» Exercise brief: Please render the material below as a JSON list of strings with one string per line, omitting blank lines. Leave the pictures out of your answer.

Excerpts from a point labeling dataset
[BEGIN]

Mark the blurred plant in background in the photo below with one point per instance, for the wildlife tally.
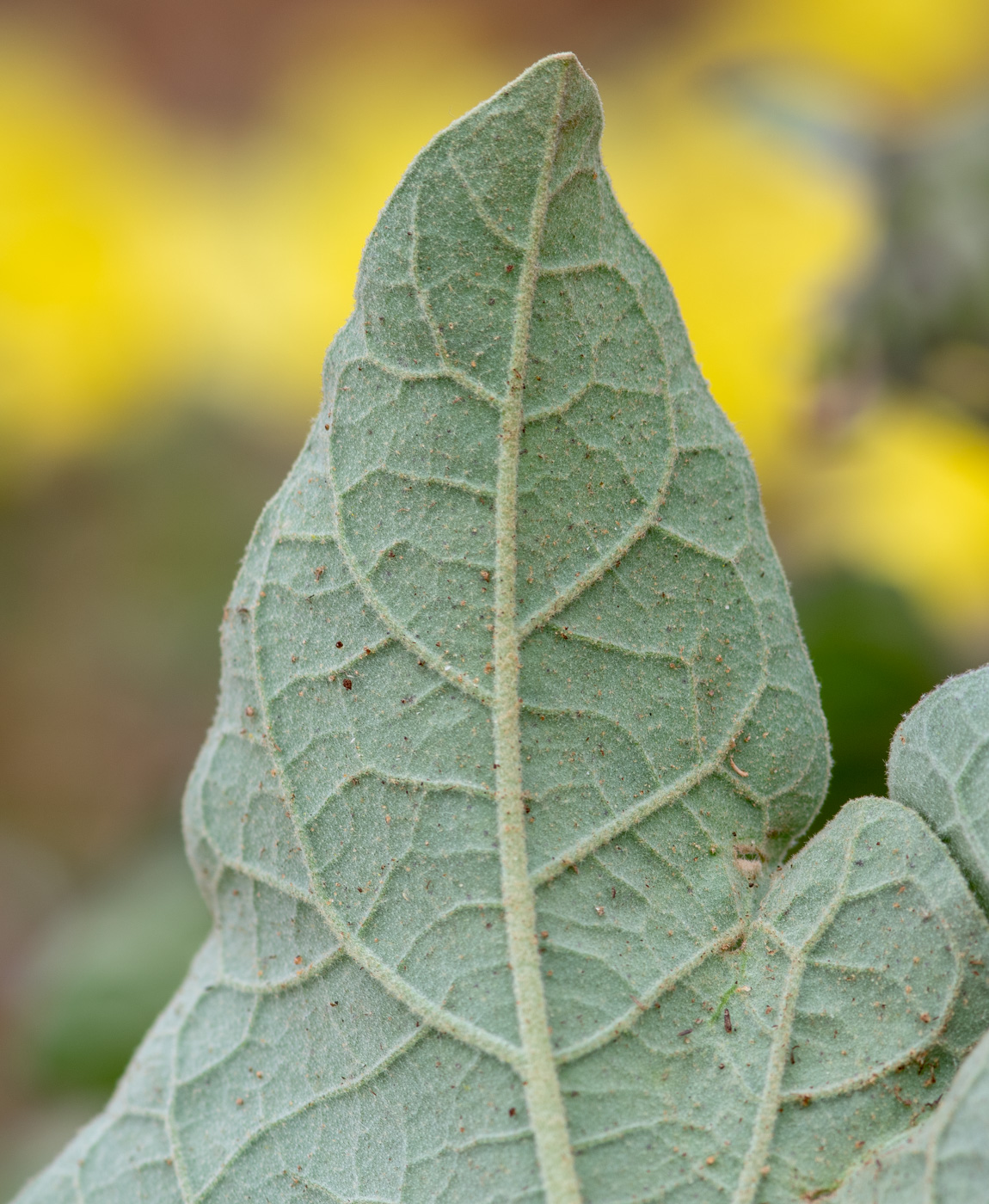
(185, 195)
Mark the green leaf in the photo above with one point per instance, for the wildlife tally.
(938, 764)
(943, 1159)
(514, 710)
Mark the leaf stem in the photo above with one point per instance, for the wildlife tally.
(543, 1089)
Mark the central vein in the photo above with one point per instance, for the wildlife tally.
(543, 1089)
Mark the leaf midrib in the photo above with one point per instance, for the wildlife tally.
(544, 1099)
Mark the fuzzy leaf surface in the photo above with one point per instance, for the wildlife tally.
(513, 712)
(938, 764)
(946, 1159)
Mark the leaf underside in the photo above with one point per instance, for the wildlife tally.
(514, 710)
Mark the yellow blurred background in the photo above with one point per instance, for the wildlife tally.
(185, 192)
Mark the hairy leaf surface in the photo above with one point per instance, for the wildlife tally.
(938, 764)
(514, 712)
(944, 1159)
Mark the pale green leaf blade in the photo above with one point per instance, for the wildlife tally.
(938, 764)
(513, 712)
(946, 1159)
(856, 993)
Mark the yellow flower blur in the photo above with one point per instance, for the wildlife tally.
(144, 264)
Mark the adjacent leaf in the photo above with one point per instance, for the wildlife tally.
(938, 764)
(944, 1159)
(513, 712)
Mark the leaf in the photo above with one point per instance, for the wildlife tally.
(514, 713)
(938, 764)
(943, 1159)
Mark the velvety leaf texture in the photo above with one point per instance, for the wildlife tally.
(938, 764)
(514, 718)
(947, 1158)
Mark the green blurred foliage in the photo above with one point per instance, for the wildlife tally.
(108, 967)
(117, 569)
(874, 658)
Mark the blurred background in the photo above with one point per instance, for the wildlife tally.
(185, 192)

[END]

» Finished task:
[
  "Mark the blurred plant in background in the photo below with one point per instance, for the wildlife tally.",
  "(185, 195)",
  "Mark the green leaf in the photo above with one point per instance, for the wildlife tally.",
  "(938, 764)",
  "(943, 1159)",
  "(514, 710)",
  "Mark the leaf stem in the photo above with one point per instance, for the wildlife tally.",
  "(543, 1089)",
  "Mark the central vein in the photo above with one point per instance, for the wildlife tally.",
  "(543, 1089)",
  "Mark the leaf midrib in the photo above with one point per instance, for the wildlife tally.",
  "(544, 1099)",
  "Mark the fuzzy leaf surface in the photo above with one point per instance, for the wildlife tally.",
  "(513, 712)",
  "(938, 764)",
  "(946, 1159)",
  "Mark the leaf underside in the photo above with one point per instance, for the wildlife tally.",
  "(514, 710)",
  "Mark the yellow blurred background in the photo above with one point per instance, for the wildlife tally.",
  "(185, 192)",
  "Mark the hairy leaf surface in the photo above with one point per instance, for the wildlife tally.",
  "(938, 764)",
  "(514, 712)",
  "(944, 1159)",
  "Mark the pale green leaf blade in the photo above with one point per instance, for the wildlife tally.",
  "(938, 764)",
  "(513, 712)",
  "(946, 1159)",
  "(856, 993)",
  "Mark the yellow flower blur in the photo above with one point per instance, for the wildlife tally.",
  "(144, 264)",
  "Mark the adjacent leaf in the photo above with one point per instance, for the wildlife tally.",
  "(938, 764)",
  "(944, 1159)",
  "(513, 712)",
  "Mark the leaf in the photo above with one point per instance, for the wildlife tally.",
  "(514, 713)",
  "(938, 764)",
  "(943, 1159)",
  "Mark the velvety leaf texture in the photo above with one point per instance, for the wildlife tally.",
  "(938, 764)",
  "(514, 718)",
  "(947, 1158)",
  "Mark the green blurred foliage in the photo above with one point per instance, for the wildlife tally.",
  "(108, 967)",
  "(117, 569)",
  "(874, 658)",
  "Mark the blurred background in the photo above with one point per instance, for the wildlife tally.",
  "(185, 192)"
]